**TASK BRIEF**
The output is the lines below from the one with "Target = white t-shirt" through the one with "Target = wooden shelf", both included, printed exactly and with no other line.
== == ==
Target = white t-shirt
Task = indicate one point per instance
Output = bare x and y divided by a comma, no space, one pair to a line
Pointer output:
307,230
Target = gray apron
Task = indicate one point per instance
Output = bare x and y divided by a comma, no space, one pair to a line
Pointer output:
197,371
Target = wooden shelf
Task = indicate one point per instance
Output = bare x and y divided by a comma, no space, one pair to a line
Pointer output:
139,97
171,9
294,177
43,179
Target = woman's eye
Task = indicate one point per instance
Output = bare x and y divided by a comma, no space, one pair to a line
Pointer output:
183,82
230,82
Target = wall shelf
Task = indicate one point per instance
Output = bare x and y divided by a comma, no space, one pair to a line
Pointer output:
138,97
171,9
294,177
== == ==
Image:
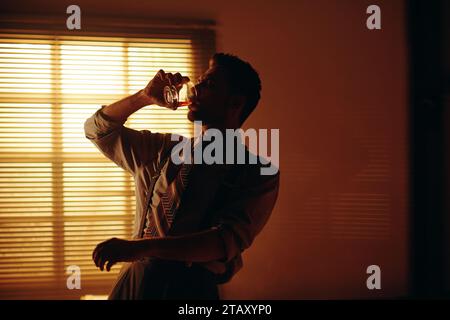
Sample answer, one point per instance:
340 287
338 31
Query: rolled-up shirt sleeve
== == ==
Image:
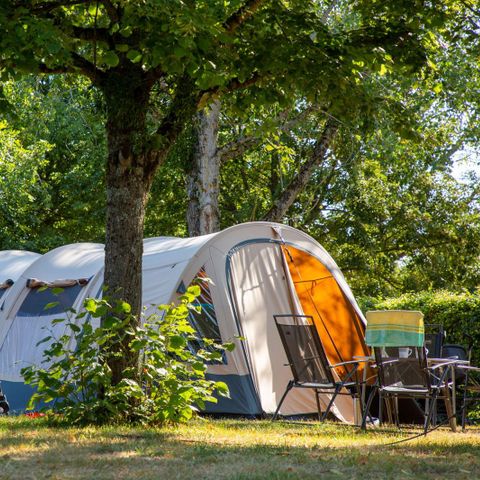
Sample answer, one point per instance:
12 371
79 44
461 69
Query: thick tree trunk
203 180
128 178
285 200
== == ==
**EXERCISE RESPONSE**
Target = white t-shirt
Task = indicate one point per instance
Output = bare x and y divided by a comma, no space, one pair to a line
Pointer output:
307,230
Target = gray apron
Task = indicate one point per instance
Output = bare x and y divided by a comma, no space, one pair to a line
Pointer output:
197,371
Target = wooden shelf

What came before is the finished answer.